[Required work]
Convert the items below into a Markdown table with two columns, "Number" and "Text". Put each line in its own row with its position in sequence, and leave out blank lines.

(Collected data)
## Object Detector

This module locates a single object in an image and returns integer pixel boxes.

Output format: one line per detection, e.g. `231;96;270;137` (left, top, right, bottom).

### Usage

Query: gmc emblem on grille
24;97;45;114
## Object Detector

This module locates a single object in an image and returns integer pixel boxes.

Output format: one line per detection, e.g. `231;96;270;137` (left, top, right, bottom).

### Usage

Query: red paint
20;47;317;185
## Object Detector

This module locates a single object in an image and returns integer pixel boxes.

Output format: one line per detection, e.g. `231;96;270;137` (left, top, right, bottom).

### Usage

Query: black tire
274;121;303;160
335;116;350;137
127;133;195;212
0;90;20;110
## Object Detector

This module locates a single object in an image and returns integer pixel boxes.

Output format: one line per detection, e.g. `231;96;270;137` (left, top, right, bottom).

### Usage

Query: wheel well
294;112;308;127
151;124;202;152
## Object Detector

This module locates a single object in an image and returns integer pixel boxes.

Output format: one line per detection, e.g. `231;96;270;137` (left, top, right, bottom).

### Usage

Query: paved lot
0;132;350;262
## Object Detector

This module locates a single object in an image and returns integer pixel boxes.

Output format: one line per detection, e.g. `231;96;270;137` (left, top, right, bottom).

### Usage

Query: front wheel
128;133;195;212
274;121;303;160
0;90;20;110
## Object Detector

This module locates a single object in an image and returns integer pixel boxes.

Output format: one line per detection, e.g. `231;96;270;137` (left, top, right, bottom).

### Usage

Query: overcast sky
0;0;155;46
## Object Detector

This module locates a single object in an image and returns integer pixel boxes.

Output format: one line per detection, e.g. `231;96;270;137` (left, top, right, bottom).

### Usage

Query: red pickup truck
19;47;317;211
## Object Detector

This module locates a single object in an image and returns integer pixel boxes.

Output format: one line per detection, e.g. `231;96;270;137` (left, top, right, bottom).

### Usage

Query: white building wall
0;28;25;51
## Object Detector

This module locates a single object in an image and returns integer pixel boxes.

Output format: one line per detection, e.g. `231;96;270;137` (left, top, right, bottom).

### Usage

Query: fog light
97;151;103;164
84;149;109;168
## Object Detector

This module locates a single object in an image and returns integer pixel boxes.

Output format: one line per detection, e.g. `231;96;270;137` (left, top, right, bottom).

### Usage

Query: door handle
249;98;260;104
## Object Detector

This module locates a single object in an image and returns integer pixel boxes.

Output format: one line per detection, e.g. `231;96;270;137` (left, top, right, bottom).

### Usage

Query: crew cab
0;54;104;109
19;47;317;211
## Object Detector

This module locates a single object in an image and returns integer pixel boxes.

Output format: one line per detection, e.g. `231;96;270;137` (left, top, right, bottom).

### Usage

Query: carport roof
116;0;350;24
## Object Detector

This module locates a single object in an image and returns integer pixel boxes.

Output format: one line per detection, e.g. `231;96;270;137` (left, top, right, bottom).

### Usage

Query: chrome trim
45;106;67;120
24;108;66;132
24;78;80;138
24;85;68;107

[Response]
| Number | Text |
|---|---|
| 1 | ## Object Detector |
| 2 | This module locates a single object in an image and returns integer pixel boxes. |
| 3 | Output format: one line per detection, e.g. `231;96;270;137` (left, top, right, bottom). |
| 4 | ### Usage |
| 5 | Query: gmc emblem on grille |
| 6 | 24;97;45;114 |
| 7 | ## Object Detector |
| 8 | This module locates a single object in an image and returns integer pixel boxes. |
| 9 | Output format: one line per detection, e.g. `231;96;270;137` (left, top, right, bottom). |
| 10 | ### Usage |
| 11 | Query: red paint |
| 12 | 20;47;317;185 |
| 13 | ## Object Detector |
| 14 | This module locates a single object in an image and returns integer pixel boxes. |
| 15 | Output format: one line per detection, e.g. `231;96;270;137` (left, top, right, bottom). |
| 16 | ### Usage |
| 17 | Query: black tire |
| 18 | 274;121;303;160 |
| 19 | 335;116;350;137 |
| 20 | 127;133;195;212 |
| 21 | 0;90;20;110 |
| 22 | ## Object Detector |
| 23 | This module locates a single object in an image and returns integer pixel boxes. |
| 24 | Output format: one line per detection, e.g. `231;96;270;137` (left, top, right, bottom). |
| 25 | ### Usage |
| 26 | Query: wheel well |
| 27 | 294;112;308;127 |
| 28 | 151;124;202;152 |
| 29 | ## Object Detector |
| 30 | This module locates a single object in an image and returns integer pixel boxes. |
| 31 | Output format: one line per detection, e.g. `231;96;270;137` (left, top, right, bottom). |
| 32 | ### Usage |
| 33 | Query: paved lot |
| 34 | 0;132;350;262 |
| 35 | ## Object Detector |
| 36 | This module locates a single object in an image and returns integer pixel boxes. |
| 37 | Output format: one line per detection, e.g. `231;96;270;137` (left, top, right, bottom). |
| 38 | ### Usage |
| 39 | Query: front wheel |
| 40 | 128;133;195;212 |
| 41 | 274;121;303;160 |
| 42 | 0;90;20;110 |
| 43 | ## Object Detector |
| 44 | This module locates a single object in an image and returns integer pixel boxes. |
| 45 | Output format: one line per detection, e.g. `231;96;270;137` (left, top, right, bottom). |
| 46 | ### Usage |
| 47 | Query: overcast sky |
| 48 | 0;0;155;46 |
| 49 | ## Object Detector |
| 50 | This module locates a single object in an image and returns integer pixel boxes. |
| 51 | Output format: one line per detection, e.g. `231;96;270;137` (left, top, right, bottom). |
| 52 | ### Usage |
| 53 | Query: red pickup truck |
| 54 | 19;47;317;211 |
| 55 | ## Object Detector |
| 56 | This module locates a single object in an image and returns integer pixel boxes. |
| 57 | Output format: one line per detection, e.g. `231;96;270;137` (left, top, right, bottom). |
| 58 | ### Usage |
| 59 | Query: white building wall |
| 60 | 0;28;25;51 |
| 61 | ## Object Detector |
| 62 | This module locates a single object in an image and returns integer pixel boxes. |
| 63 | Output format: one line per detection, e.g. `231;96;270;137` (left, top, right, bottom). |
| 64 | ### Usage |
| 65 | Query: fog light |
| 66 | 97;151;103;164 |
| 67 | 84;149;109;168 |
| 68 | ## Object Detector |
| 69 | This module locates a single object in an image and returns integer pixel boxes. |
| 70 | Output format: one line per detection, e.g. `231;96;270;137` (left, top, right, bottom). |
| 71 | ### Usage |
| 72 | Query: door handle |
| 73 | 249;98;260;104 |
| 74 | ## Object Detector |
| 75 | This module locates a single object in an image and returns integer pixel boxes. |
| 76 | Output format: one line per detection, e.g. `231;96;270;137` (left, top, right, bottom). |
| 77 | ### Usage |
| 78 | Query: crew cab |
| 79 | 0;54;104;109 |
| 80 | 19;47;317;211 |
| 81 | ## Object Detector |
| 82 | This module locates a single object in an image and returns integer pixel boxes. |
| 83 | Output format: one line per detection, e.g. `231;96;270;137` (left, top, right, bottom). |
| 84 | ### Usage |
| 85 | Query: carport roof |
| 86 | 116;0;350;24 |
| 87 | ## Object Detector |
| 88 | This module locates a single object in an image and returns integer pixel boxes. |
| 89 | Output format: one line per detection, e.g. `231;96;270;137` (left, top, right, bottom). |
| 90 | ### Usage |
| 91 | Query: chrome trim |
| 92 | 45;106;67;120 |
| 93 | 24;108;66;132 |
| 94 | 24;78;80;138 |
| 95 | 24;85;68;107 |